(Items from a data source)
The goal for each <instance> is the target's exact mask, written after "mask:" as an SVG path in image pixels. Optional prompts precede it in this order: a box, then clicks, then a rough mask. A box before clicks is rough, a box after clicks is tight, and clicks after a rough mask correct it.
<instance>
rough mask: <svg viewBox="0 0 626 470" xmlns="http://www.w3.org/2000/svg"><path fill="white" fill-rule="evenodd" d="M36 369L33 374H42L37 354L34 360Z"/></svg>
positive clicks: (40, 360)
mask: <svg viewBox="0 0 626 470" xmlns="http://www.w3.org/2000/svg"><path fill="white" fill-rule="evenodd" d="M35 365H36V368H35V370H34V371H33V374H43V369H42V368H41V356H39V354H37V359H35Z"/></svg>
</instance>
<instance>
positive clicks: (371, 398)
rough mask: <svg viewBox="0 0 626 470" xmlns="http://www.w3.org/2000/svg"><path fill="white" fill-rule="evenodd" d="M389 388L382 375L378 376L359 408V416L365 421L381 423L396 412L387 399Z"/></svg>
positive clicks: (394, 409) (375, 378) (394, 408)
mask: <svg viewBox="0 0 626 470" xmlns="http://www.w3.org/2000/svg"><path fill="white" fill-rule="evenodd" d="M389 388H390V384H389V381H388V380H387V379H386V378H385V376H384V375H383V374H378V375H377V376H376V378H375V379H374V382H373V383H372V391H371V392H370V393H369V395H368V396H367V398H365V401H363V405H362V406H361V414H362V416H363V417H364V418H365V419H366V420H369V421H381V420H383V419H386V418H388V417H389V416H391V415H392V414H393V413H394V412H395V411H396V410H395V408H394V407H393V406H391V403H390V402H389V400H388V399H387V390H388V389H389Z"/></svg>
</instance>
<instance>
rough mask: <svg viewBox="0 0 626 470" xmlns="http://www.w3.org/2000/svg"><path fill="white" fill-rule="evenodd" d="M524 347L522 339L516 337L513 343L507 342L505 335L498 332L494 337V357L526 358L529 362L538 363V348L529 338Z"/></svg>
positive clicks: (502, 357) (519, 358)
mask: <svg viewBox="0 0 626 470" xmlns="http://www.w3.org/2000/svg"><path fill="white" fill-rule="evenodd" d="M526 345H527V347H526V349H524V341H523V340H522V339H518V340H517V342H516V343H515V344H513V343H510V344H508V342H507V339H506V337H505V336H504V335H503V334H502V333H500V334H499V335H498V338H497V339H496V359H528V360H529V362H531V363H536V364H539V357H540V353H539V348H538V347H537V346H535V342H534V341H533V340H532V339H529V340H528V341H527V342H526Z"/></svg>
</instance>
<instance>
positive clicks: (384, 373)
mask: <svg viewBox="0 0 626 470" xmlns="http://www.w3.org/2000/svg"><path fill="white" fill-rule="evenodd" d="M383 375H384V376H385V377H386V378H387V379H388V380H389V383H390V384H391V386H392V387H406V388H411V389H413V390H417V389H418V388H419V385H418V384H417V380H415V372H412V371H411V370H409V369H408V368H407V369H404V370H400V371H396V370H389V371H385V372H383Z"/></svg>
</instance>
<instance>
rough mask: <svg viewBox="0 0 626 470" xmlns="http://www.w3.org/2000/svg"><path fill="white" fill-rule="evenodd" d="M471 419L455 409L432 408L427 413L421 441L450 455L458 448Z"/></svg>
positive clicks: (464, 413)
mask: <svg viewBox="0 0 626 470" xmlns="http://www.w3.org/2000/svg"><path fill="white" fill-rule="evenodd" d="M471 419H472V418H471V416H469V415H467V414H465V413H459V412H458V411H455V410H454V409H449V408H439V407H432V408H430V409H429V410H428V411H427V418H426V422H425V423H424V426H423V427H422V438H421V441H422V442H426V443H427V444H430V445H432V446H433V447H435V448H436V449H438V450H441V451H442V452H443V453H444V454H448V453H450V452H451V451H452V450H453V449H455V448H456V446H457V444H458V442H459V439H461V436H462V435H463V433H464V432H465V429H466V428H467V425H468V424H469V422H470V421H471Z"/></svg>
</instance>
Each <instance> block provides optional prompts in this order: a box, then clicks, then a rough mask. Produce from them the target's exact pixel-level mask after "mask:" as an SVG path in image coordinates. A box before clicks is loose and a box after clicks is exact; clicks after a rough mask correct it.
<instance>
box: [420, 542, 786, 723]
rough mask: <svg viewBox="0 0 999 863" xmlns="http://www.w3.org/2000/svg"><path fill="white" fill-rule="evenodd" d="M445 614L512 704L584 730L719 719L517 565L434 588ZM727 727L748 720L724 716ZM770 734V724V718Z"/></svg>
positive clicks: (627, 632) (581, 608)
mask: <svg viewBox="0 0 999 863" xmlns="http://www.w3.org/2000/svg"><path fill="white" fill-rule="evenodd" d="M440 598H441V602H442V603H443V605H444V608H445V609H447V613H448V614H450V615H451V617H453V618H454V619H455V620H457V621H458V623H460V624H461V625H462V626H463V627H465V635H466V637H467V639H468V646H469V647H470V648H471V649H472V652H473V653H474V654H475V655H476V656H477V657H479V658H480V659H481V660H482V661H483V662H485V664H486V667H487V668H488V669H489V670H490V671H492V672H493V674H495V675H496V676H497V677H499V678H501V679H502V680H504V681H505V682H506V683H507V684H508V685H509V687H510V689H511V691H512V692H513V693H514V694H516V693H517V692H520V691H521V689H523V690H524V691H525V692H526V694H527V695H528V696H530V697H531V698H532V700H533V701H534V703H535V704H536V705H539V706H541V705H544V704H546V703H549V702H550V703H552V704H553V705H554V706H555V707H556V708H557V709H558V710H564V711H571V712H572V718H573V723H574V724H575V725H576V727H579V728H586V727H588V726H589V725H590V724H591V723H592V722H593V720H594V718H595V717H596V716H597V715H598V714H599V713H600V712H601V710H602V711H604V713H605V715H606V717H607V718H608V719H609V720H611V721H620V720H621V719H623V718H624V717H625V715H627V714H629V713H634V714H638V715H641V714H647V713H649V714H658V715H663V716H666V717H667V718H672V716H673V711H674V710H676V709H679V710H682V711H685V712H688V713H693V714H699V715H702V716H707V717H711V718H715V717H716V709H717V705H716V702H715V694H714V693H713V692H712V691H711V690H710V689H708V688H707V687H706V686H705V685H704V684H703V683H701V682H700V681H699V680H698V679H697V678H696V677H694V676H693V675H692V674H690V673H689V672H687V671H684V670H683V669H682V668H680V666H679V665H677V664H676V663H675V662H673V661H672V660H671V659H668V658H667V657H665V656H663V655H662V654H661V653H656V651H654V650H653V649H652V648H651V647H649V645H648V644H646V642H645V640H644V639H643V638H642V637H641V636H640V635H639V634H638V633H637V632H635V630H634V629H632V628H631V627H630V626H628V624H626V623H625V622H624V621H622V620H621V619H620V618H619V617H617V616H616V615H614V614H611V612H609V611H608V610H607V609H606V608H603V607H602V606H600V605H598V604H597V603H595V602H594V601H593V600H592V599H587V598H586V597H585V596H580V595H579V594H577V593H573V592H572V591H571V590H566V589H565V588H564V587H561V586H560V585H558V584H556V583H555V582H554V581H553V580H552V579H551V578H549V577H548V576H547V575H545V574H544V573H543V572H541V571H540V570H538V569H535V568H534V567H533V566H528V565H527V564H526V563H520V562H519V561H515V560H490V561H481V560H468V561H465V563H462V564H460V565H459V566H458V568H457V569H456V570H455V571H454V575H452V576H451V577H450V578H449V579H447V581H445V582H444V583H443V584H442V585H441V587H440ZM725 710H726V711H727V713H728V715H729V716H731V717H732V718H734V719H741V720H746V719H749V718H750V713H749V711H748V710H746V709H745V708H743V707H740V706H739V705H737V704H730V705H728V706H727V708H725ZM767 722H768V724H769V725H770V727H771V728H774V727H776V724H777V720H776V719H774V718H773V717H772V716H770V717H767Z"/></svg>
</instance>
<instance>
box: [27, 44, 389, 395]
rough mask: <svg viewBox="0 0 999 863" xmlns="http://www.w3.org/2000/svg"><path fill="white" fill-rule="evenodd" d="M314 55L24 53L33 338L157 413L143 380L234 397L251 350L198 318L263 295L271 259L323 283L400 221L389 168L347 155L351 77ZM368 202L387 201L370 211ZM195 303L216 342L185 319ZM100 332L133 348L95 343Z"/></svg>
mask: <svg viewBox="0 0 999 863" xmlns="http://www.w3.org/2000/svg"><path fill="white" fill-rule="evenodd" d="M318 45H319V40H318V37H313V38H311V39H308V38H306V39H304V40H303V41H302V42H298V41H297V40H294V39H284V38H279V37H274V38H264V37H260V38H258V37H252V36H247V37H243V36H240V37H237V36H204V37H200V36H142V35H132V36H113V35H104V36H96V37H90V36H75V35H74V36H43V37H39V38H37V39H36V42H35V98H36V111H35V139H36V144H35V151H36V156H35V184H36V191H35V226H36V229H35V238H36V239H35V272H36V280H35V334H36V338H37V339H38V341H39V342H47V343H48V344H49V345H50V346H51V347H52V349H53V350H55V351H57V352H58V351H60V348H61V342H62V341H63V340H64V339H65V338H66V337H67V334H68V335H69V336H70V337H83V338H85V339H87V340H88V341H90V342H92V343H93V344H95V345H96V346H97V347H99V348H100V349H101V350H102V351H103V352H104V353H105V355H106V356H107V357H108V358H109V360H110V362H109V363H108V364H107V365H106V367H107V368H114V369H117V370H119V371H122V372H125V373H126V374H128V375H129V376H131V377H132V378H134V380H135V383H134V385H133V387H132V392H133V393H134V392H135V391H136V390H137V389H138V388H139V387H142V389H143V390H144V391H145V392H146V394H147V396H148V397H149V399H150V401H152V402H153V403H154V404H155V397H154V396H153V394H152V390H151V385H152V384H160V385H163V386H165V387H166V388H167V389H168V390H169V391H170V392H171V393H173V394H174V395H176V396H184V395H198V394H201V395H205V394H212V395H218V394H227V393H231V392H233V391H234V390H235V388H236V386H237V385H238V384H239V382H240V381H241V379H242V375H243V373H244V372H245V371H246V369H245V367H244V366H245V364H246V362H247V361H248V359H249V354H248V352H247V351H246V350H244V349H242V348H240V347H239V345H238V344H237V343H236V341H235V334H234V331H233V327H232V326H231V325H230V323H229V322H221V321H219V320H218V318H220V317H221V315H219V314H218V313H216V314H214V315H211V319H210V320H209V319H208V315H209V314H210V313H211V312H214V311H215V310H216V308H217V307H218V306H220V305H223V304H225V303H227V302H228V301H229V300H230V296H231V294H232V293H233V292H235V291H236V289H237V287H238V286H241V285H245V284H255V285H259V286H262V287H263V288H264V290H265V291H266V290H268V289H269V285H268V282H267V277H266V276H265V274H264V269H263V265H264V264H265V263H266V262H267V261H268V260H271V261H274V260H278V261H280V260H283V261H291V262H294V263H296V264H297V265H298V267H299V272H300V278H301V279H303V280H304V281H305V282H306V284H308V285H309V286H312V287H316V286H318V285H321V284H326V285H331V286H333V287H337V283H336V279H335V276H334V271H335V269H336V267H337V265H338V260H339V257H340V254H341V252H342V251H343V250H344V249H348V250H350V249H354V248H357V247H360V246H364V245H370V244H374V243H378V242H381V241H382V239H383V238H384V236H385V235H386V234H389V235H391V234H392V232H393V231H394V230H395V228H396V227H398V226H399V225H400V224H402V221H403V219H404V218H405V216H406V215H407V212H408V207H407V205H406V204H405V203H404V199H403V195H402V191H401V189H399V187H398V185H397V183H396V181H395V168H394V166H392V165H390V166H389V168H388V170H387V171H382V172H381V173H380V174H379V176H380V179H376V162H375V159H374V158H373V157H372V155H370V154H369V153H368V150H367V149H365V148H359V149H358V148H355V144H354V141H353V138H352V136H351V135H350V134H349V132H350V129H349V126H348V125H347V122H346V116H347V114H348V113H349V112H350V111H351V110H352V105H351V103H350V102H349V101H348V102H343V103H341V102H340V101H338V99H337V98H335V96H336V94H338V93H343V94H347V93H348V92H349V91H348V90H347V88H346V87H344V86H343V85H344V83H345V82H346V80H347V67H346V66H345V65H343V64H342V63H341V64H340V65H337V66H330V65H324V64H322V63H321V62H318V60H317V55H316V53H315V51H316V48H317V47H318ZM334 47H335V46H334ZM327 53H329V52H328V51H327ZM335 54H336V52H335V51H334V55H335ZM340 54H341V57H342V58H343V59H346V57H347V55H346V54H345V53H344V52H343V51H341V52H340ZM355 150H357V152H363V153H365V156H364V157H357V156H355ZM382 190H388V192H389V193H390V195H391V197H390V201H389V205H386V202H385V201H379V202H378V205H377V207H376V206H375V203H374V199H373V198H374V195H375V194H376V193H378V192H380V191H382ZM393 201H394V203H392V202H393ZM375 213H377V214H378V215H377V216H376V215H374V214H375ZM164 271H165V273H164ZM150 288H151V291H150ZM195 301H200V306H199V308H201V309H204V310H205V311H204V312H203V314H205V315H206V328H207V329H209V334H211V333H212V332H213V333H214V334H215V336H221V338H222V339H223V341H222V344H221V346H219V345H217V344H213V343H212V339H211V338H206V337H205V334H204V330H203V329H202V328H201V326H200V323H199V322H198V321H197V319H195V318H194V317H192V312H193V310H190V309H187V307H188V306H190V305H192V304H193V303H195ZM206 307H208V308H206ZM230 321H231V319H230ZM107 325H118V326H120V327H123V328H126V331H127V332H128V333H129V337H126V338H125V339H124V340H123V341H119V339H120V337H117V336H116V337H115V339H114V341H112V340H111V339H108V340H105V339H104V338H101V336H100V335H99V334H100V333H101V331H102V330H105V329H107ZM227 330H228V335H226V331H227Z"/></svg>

__Activity__
Please give the number of lines in the entries that contain the word "target", and nothing besides it.

__Task solution__
2